## Exercise aim
Copy the listing below from its start through the line containing "[(416, 328), (629, 317)]", both ends included, leaving the requests unchanged but multiplying every x and y coordinate in the answers by 1.3 and rounding each to a whole number, with halves rounded up. Leave the pictures out.

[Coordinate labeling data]
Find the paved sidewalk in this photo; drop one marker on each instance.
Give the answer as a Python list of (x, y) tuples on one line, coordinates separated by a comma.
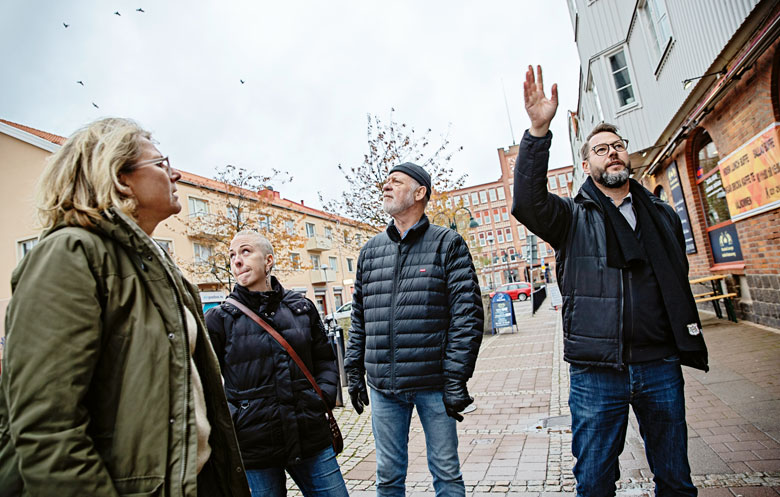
[(518, 441)]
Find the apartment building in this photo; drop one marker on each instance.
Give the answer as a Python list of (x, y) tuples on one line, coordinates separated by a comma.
[(322, 263), (499, 244), (695, 90)]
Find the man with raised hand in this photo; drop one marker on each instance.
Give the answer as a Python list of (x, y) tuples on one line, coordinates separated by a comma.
[(416, 328), (629, 317)]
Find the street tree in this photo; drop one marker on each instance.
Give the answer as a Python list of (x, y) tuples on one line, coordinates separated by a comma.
[(391, 143), (240, 200)]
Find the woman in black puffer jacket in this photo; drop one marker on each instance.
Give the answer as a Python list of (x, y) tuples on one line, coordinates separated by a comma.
[(279, 418)]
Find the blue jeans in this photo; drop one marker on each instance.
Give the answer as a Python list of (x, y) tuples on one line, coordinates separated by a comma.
[(317, 476), (390, 418), (599, 400)]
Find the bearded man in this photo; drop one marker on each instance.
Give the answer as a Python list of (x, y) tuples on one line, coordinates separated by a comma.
[(416, 329), (629, 318)]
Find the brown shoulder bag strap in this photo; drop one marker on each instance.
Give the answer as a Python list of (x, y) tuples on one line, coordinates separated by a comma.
[(279, 338)]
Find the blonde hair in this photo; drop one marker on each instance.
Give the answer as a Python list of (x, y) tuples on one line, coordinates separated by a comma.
[(81, 180)]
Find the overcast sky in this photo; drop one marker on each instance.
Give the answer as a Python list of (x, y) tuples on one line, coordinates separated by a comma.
[(312, 72)]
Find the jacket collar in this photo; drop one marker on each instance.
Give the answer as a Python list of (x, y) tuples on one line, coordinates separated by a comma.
[(414, 232)]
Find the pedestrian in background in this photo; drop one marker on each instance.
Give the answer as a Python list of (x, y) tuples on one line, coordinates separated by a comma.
[(279, 417), (416, 329), (110, 386), (629, 316)]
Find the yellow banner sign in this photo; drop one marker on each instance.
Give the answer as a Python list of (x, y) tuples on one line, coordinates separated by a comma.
[(751, 174)]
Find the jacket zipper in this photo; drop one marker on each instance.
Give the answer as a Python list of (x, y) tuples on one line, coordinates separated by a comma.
[(620, 323), (186, 341), (391, 329)]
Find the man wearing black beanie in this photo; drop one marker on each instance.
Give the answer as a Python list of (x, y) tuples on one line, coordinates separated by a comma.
[(416, 329)]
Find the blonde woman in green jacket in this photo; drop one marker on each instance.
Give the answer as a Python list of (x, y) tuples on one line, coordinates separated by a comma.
[(109, 384)]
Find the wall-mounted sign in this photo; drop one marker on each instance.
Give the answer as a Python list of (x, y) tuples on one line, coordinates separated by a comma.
[(751, 175), (725, 244), (678, 199)]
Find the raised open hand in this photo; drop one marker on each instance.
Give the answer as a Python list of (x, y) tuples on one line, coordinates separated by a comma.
[(540, 109)]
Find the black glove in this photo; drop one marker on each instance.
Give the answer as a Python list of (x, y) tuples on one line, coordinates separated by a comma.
[(357, 391), (456, 398)]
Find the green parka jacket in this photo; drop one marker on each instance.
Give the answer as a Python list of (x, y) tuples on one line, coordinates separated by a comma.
[(95, 390)]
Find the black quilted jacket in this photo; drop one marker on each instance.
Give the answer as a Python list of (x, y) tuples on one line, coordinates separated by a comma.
[(279, 418), (416, 311)]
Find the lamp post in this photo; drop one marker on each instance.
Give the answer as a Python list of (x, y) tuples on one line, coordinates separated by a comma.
[(332, 329)]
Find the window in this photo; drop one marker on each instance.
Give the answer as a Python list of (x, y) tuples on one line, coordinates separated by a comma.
[(25, 246), (166, 245), (710, 184), (235, 214), (619, 67), (198, 207), (658, 25), (262, 223), (201, 253)]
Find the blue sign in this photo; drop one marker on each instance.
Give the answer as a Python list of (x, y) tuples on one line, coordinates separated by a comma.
[(725, 244), (678, 199), (502, 311)]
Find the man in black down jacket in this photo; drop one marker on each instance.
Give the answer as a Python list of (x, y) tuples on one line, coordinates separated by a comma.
[(416, 329), (629, 318)]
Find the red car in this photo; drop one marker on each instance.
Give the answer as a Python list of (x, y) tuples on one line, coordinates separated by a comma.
[(520, 290)]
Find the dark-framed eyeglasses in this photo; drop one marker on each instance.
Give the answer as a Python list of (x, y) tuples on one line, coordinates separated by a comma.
[(603, 148), (161, 162)]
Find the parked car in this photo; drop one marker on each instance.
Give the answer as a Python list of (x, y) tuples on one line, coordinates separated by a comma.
[(520, 290), (342, 312)]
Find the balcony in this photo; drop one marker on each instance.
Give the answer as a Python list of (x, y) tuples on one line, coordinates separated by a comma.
[(318, 276), (318, 243)]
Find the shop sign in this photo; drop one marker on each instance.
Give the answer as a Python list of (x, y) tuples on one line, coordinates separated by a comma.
[(751, 175), (678, 198), (725, 244)]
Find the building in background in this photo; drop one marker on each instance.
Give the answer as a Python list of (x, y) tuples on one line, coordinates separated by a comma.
[(323, 266), (696, 90), (499, 244)]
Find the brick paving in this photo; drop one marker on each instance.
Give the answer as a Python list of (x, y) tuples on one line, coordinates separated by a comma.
[(518, 441)]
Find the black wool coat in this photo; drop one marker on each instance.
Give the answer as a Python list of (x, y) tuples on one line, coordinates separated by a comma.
[(278, 416)]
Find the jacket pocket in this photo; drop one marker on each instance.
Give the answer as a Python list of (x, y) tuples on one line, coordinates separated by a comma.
[(139, 486)]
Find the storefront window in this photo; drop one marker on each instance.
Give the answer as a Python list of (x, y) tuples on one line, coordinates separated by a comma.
[(709, 181)]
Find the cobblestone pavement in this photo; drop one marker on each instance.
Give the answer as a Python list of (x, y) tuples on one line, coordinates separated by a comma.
[(518, 440)]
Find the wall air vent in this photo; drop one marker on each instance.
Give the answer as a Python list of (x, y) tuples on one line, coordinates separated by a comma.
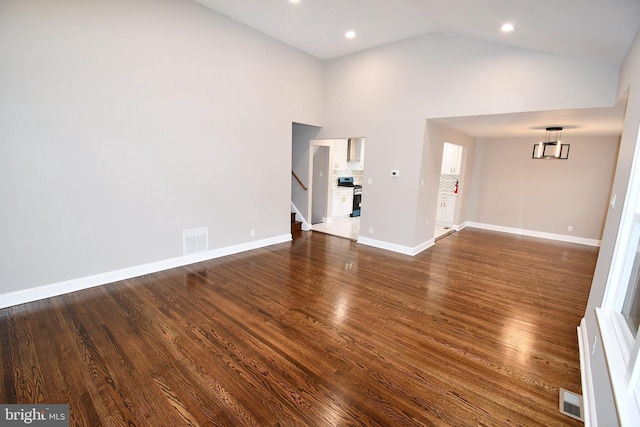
[(195, 240), (571, 404)]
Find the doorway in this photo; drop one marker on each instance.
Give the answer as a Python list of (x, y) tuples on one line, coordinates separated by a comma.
[(336, 172), (448, 187)]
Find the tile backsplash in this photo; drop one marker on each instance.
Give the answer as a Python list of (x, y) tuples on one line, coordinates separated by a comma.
[(356, 174), (448, 183)]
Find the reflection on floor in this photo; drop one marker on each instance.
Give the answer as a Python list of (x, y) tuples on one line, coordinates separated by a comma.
[(348, 228), (441, 232)]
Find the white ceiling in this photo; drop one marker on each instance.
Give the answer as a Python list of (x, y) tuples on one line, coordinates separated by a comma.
[(598, 30), (595, 30)]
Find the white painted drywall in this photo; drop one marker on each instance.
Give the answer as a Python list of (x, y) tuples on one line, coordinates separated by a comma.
[(513, 190), (629, 84), (386, 94), (124, 122)]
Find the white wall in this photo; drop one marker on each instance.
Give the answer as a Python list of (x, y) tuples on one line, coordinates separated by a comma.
[(510, 189), (629, 84), (385, 95), (125, 122)]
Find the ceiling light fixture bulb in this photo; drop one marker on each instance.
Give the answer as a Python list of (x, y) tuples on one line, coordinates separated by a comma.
[(507, 28)]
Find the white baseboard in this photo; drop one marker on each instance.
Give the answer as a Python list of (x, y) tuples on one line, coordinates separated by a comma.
[(73, 285), (530, 233), (589, 405), (406, 250)]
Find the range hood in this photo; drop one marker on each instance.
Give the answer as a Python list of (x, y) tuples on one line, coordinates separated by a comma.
[(354, 148)]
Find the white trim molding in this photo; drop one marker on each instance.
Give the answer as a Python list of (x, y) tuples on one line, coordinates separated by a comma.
[(586, 378), (73, 285), (405, 250), (532, 233)]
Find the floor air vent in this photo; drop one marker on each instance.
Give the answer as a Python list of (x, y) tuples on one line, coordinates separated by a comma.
[(571, 404)]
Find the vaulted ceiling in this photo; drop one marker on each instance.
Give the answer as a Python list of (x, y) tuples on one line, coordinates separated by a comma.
[(596, 30)]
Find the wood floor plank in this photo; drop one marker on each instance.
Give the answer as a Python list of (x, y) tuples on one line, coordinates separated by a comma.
[(478, 330)]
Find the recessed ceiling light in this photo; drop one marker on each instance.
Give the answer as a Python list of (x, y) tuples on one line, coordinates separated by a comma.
[(507, 28)]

## Exercise output
Find the paved sidewalk in this photo; drop one marker on each instance.
Give the answer as a Python list of (x, y) tuples on one line, coordinates separated by a comma.
[(673, 573)]
Find the apartment building in this photo; drop one marker on each instance.
Give the answer as a Python list of (x, y) tuples on one line, coordinates separated by a comma.
[(419, 342), (649, 317), (904, 117)]
Find the man with raised hand in this photo; drop one marker on each instance.
Give the answer as a Python list of (x, y) tuples on one line, coordinates separated by a comma.
[(541, 426), (818, 412)]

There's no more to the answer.